§ Complete the following:
- A) From the passage on TikTok amplification, reproduce the portion starting with "Similar processes of" and going on through "anti-Muslim (Figure 3).".
- B) In the passage on TikTok amplification, why did the Federal Court order Pauline Hanson to take down a social media post? Answer in one or two sentences.
- C) List every organization the passage on TikTok amplification names.

§ Excerpted passage:
___

Furthermore, how some narratives became amplified while others (e.g., pro Palestinian or pro Israeli accounts) were shadowbanned or muted, illustrates what Noble (2018) calls algorithmic oppression. She illustrates that algorithmic systems are not neutral but code in the values and blind spots of their makers. In this context, TikTok’s amplification behaviours reflected larger political biases leading to online harassment and tensions offline. The approach TikTok took to moderating content around this topic raised concerns not just from users, but from human rights standards pressing for more transparency into the algorithmic systems used.

Similar processes of amplification have arisen in other cases, too. Video clips about Australian right-wing characters, such as public anti-immigration and Islamophobic commentary from politicians like Pauline Hanson, have emerged as a trend on TikTok, for example. Hanson holds leadership of the One Nation party, and has a lengthy public history of inflammatory comments. Her warning, for example – “We are in danger of being swamped by Muslims” – is quite frightening. Most recently, in 2024, the Federal Court ordered Hanson to take down a social media post that breached Australian racial discrimination law for being anti-Muslim (Figure 3).

___

§ Supplied records:
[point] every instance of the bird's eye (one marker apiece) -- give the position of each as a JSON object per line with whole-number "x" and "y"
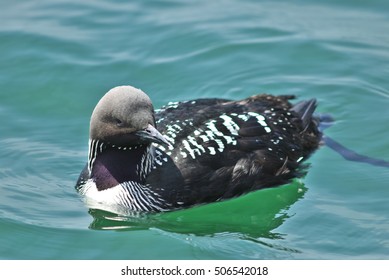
{"x": 118, "y": 122}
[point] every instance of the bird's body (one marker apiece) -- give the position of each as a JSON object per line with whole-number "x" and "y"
{"x": 205, "y": 150}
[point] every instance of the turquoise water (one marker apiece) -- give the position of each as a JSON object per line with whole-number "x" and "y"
{"x": 59, "y": 57}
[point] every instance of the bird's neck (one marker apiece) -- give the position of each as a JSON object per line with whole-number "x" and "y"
{"x": 110, "y": 165}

___

§ Answers per task:
- A)
Similar processes of amplification have arisen in other cases, too. Video clips about Australian right-wing characters, such as public anti-immigration and Islamophobic commentary from politicians like Pauline Hanson, have emerged as a trend on TikTok, for example. Hanson holds leadership of the One Nation party, and has a lengthy public history of inflammatory comments. Her warning, for example – “We are in danger of being swamped by Muslims” – is quite frightening. Most recently, in 2024, the Federal Court ordered Hanson to take down a social media post that breached Australian racial discrimination law for being anti-Muslim (Figure 3).

- B) The court ordered the post removed because it breached Australian racial discrimination law by being anti-Muslim.

- C) TikTok, the One Nation party, the Federal Court